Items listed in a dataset
———

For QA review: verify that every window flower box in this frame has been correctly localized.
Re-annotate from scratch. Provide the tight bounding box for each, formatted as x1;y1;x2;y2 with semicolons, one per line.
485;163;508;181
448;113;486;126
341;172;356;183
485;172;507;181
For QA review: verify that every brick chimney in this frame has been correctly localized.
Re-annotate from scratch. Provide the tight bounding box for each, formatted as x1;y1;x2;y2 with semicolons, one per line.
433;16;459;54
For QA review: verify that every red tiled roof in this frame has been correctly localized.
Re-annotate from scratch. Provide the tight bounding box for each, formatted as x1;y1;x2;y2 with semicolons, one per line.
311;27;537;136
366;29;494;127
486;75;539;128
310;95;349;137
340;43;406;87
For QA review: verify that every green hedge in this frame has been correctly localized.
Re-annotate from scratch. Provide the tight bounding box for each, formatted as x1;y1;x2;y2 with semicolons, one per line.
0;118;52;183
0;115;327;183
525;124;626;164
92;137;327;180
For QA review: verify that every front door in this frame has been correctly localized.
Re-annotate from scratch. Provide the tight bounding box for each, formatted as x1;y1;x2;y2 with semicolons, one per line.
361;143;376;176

———

» Work to be completed
For this exercise, write out all of the data exactly.

» The completed task
For QA review: verify that every window flower box in this frame has been correctly localized.
Re-annotate from scratch. Provide the tight bounding box for each, formatted as x1;y1;x2;y2 with semicolons, one per line.
485;163;508;181
448;113;486;126
341;172;356;183
485;172;507;181
For QA review: verify that every brick chimney in this frame has been correctly localized.
Re-annotate from scratch. Provide the tight bounding box for each, formatted as x1;y1;x2;y2 with semicolons, one per line.
433;16;459;54
For QA review: verify that every red tiled roof in this frame has been correctly localized.
Re-annotate from scratch. Provide the tight bounding box for each, formatted as x1;y1;x2;y2 with semicolons, one per line.
311;27;537;136
366;29;494;127
486;75;539;128
310;95;349;137
340;43;406;87
For QA review: verify that every green hedge in this frame has been correctly localized.
Re-annotate from scratch. Provide the tight bounding box for each, formatted as x1;y1;x2;y2 with semicolons, one per line.
0;118;52;183
0;115;327;183
525;124;626;164
92;137;327;180
For QA review: verify that every front door in this frame has been correctly localized.
Re-annotate from scratch. Provide the tight bounding box for each, formatted as x1;y1;x2;y2 with semicolons, one per line.
361;143;376;176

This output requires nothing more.